§ **GIVEN RECORDS**:
--- --- ---

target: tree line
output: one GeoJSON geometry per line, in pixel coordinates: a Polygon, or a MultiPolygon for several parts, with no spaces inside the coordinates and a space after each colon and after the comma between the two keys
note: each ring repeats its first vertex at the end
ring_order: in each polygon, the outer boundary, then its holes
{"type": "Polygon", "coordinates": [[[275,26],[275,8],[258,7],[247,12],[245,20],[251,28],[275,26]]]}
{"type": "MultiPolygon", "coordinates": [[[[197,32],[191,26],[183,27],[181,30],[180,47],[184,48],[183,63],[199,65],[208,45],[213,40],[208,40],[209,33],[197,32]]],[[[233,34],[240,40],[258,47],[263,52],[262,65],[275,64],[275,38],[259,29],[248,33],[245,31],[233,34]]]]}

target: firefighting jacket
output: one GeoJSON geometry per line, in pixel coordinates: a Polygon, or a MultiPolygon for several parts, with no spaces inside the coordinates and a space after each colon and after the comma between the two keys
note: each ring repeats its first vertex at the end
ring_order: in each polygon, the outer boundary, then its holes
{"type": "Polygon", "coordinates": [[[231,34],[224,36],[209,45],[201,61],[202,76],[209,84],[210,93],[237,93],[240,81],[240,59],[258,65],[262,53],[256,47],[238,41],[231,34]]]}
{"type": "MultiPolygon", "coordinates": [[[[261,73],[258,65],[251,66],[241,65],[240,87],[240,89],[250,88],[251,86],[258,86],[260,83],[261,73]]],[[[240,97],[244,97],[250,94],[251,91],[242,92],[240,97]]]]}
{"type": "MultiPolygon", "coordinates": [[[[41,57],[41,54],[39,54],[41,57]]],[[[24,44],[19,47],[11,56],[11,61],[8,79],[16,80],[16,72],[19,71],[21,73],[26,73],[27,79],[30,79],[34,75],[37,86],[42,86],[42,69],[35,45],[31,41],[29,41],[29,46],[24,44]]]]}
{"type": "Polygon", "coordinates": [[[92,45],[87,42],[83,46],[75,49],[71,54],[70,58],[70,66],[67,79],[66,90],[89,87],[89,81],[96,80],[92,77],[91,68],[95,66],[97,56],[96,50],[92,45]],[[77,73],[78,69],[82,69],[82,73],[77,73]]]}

--- --- ---

Copy down the material exactly as written.

target: tree line
output: one GeoJSON geometry per line, in pixel coordinates: a Polygon, or a MultiPolygon for several parts, with no spaces inside the coordinates and a space after each colon and after the comma between the two keys
note: each ring repeats its first vertex at the end
ring_order: in each polygon, the outer boundary, then its holes
{"type": "Polygon", "coordinates": [[[275,26],[275,8],[258,7],[247,12],[245,20],[251,28],[275,26]]]}
{"type": "MultiPolygon", "coordinates": [[[[197,32],[191,26],[183,27],[181,30],[180,47],[184,48],[183,63],[199,65],[208,45],[213,40],[208,40],[209,33],[197,32]]],[[[233,34],[240,40],[258,47],[263,52],[262,65],[275,64],[275,38],[259,29],[248,33],[245,31],[233,34]]]]}

target: firefighting jacket
output: one GeoJSON geometry per line, in pixel coordinates: a Polygon, or a MultiPolygon for several parts, with no spaces inside the coordinates and a space after each colon and after the comma between the two keys
note: each ring repeats its first vertex at the end
ring_order: in each polygon, the outer boundary, then its holes
{"type": "Polygon", "coordinates": [[[231,34],[224,36],[209,45],[201,61],[202,76],[209,84],[210,93],[237,93],[240,81],[240,59],[258,65],[262,53],[256,47],[238,41],[231,34]]]}
{"type": "MultiPolygon", "coordinates": [[[[261,73],[258,65],[251,66],[241,65],[240,87],[240,89],[250,88],[251,86],[258,86],[260,83],[261,73]]],[[[240,97],[244,97],[250,94],[251,91],[242,92],[240,97]]]]}
{"type": "MultiPolygon", "coordinates": [[[[41,57],[41,54],[39,54],[41,57]]],[[[24,44],[19,47],[11,56],[11,61],[8,79],[16,80],[16,72],[19,71],[21,73],[26,73],[27,79],[30,79],[34,75],[37,86],[42,86],[42,69],[35,45],[31,41],[29,41],[29,46],[24,44]]]]}
{"type": "Polygon", "coordinates": [[[92,45],[87,42],[83,46],[75,49],[71,54],[70,58],[70,66],[67,79],[66,90],[89,87],[89,81],[96,80],[92,77],[91,68],[95,66],[97,56],[96,50],[92,45]],[[77,73],[78,69],[82,69],[82,73],[77,73]]]}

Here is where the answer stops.